** Opening Excerpt provided block **
Thursday, March 04, 2010

A sobering reminder

I learned yesterday that a girl who lived upstairs from me at BYU recently passed away. I checked her blog on occasion after learning a couple years ago that she found out she had cancer while she was pregnant with her third baby. I was mesmerized by the story of how she wouldn't abort the baby despite putting her life in serious risk. Her baby was delivered at 30 weeks and she immediately underwent serious chemo treatments and even surgery. Her baby was fine and then in time in appeared that the cancer had been beaten.

Unfortunately, Catie passed away a little over a week ago leaving a husband and three young children. Her husband posted his eulogy here, and I think it is an inspiring and touching read. Although I did not know Catie well, I feel blessed to have even been touched by her life briefly. I am amazed at how some people remain optimistic, hopeful and strong during the most trying, challenging and defeating times. She is an example to me, and I only hope I can be a fraction of what she was in her young life.

After reading the eulogy last night almost in tears, I thought about how much she loved her children and made the most of every day she had despite feeling weak or sick or overwhelmed. Certainly she had hard days and days when she didn't feel she could go on, but her love for her family gave her courage and strength. I think that is a legacy any one of us would wish to pass on. I imagine her children will remember her as a strong and faithful woman, and despite their young age, they will know how much their mother loved them.

I am reminded at how fragile life really is. No one knows how long she/he will be alive. I could be gone tomorrow or next week, and the question always seems to be, "Did my family really know how much I loved them?" I often wonder why it is so hard for me to express love to my family of all people. Of course, I love them, more than I ever admit. Maybe it's pride. Maybe it's personality. Whatever it is, it's stupid. I am grateful for every day I am granted breath and life. I am grateful for the moments I get to spend with my husband and son and pray those moments will be long.

3 comments:

Eliza said...

I just visited your friend Catie's blog, I cried so hard that I couldn't read the words. And that slide show was so brave of them to show. I just don't have the words to express how much that truly touched me.

I was feeling so beat down by my children tonight (as they were both crying at the dinner table after I had slaved over dinner I threatened to take my dinner and eat it in the car) - this life of raising small children is so hard and so relentless there are moments when I think, HOW AM I GOING TO DO THIS ANOTHER DAY?? And then you imagine loosing one of them, or being taken from them and you weep - until there is a puddle of tears on your desk.

Thank you for sharing this. I needed to be reminded that this is where it is at and what it is all about.

God bless Catie and her family. I will pray for them tonight.

P.S. I love you, your husband and your boy - in case you were ever in doubt!!

Mandy said...

Hi Nikki - I'm so happy to rediscover your blog. Thank you for this tribute to Catie. It is beautiful. Hope all is well for you!
xo Mandy

Tamara said...

It is always nice to have a reminder about what is important in life, thanks you. Nikki, I feel your love every day. There is no question about how much love you feel and show to others. Miss and Love you and your family.
** Closing Excerpt provided block **
** Opening Entries shown block **
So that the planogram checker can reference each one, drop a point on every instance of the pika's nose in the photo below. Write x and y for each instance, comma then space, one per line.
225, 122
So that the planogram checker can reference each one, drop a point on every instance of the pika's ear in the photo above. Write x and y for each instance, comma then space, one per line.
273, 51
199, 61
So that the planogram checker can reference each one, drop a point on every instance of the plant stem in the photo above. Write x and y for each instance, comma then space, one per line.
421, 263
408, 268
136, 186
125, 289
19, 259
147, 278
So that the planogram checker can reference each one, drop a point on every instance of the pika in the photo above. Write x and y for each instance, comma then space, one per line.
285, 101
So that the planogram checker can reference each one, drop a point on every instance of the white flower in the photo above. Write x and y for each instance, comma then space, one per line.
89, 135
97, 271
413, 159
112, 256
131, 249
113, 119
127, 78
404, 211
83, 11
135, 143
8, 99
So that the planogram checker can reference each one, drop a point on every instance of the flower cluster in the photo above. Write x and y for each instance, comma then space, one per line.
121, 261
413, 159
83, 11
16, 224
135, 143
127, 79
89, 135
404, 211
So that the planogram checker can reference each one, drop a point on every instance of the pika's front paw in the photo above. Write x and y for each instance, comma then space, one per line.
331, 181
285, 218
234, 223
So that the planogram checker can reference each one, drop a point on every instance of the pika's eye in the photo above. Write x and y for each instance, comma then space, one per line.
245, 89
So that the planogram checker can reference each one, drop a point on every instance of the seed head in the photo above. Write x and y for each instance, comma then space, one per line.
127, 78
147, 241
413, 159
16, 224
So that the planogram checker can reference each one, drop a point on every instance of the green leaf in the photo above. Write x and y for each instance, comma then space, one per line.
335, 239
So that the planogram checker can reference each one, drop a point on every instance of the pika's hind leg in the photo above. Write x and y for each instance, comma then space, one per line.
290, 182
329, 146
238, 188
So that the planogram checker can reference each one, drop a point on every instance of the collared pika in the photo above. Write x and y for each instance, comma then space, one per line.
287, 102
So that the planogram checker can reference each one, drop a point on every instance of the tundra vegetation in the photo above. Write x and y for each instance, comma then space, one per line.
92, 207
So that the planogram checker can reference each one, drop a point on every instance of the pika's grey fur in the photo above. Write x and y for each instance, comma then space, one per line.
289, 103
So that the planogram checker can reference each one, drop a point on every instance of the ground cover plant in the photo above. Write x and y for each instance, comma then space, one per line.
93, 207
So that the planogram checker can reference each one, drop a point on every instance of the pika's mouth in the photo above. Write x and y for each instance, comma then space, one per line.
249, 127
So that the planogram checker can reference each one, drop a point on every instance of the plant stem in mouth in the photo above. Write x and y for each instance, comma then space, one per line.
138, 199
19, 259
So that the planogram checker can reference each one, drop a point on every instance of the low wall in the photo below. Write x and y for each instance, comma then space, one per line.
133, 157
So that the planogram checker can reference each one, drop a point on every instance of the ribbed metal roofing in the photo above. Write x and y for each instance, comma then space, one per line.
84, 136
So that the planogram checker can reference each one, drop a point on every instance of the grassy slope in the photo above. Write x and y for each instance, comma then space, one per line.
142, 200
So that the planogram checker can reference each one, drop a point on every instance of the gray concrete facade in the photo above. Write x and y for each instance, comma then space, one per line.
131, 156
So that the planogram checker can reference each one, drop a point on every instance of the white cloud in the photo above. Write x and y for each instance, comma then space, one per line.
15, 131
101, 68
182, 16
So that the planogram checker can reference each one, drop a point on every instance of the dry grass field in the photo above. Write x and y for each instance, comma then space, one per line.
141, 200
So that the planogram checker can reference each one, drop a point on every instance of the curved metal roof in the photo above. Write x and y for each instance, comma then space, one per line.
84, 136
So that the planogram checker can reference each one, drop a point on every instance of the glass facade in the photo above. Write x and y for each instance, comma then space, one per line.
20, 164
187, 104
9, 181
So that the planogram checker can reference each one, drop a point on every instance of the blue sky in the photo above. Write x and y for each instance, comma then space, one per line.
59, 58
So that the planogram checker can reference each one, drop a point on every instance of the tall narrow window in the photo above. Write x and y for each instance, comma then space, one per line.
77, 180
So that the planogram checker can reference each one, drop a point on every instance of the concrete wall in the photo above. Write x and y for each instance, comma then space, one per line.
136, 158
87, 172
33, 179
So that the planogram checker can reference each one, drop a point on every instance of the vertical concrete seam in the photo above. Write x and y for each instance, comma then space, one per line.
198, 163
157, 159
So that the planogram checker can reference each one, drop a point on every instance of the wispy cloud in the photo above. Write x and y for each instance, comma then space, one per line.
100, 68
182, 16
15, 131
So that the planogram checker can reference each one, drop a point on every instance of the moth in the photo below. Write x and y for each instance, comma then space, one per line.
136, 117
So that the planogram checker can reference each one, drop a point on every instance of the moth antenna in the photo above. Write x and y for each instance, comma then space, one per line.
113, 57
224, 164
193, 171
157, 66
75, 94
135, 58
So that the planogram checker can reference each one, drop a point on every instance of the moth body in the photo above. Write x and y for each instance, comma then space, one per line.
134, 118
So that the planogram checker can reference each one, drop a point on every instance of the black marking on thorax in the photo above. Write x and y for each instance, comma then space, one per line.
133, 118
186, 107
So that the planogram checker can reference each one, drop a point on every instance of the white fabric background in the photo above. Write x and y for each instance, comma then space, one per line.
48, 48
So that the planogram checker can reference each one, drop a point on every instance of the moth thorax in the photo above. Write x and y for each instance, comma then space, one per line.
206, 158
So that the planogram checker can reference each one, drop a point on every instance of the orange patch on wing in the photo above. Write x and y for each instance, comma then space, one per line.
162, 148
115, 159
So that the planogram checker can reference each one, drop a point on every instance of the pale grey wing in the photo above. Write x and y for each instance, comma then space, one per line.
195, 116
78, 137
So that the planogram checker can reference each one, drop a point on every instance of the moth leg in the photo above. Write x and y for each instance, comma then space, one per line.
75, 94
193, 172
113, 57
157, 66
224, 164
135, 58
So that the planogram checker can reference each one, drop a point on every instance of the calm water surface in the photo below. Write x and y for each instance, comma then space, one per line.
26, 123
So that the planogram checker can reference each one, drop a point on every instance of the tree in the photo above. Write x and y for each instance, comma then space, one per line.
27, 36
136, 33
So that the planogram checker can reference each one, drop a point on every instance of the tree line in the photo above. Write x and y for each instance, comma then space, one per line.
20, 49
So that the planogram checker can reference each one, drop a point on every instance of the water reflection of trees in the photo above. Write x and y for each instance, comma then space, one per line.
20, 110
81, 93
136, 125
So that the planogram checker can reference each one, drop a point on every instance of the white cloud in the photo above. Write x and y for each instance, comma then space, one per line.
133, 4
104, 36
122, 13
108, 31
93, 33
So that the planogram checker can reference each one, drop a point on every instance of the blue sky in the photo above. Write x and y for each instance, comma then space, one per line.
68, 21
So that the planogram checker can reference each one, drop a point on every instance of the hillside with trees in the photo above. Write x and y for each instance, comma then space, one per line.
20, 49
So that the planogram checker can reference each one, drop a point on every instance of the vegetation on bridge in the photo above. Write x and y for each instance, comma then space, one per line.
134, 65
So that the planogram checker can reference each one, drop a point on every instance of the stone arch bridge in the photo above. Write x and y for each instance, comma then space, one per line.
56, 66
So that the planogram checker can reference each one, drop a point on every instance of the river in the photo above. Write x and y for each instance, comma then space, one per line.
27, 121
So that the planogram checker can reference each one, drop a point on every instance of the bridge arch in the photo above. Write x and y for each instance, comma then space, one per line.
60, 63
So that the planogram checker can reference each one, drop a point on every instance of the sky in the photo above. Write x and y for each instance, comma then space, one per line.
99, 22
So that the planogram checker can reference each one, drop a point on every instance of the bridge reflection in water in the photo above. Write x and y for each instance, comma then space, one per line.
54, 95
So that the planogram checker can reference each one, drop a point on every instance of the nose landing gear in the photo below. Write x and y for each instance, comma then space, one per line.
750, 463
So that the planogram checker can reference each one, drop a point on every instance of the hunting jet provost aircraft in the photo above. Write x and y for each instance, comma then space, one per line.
** Closing Entries shown block **
*Task item A*
In the blog post, copy everything from "I was feeling" down to "ever in doubt!!", swapping "puddle" for "pool".
*Task item B*
Name everyone who left a comment on the blog post.
The records have nothing to do with the blog post.

*Written reply A*
I was feeling so beat down by my children tonight (as they were both crying at the dinner table after I had slaved over dinner I threatened to take my dinner and eat it in the car) - this life of raising small children is so hard and so relentless there are moments when I think, HOW AM I GOING TO DO THIS ANOTHER DAY?? And then you imagine loosing one of them, or being taken from them and you weep - until there is a pool of tears on your desk.

Thank you for sharing this. I needed to be reminded that this is where it is at and what it is all about.

God bless Catie and her family. I will pray for them tonight.

P.S. I love you, your husband and your boy - in case you were ever in doubt!!

*Written reply B*
Eliza, Mandy, Tamara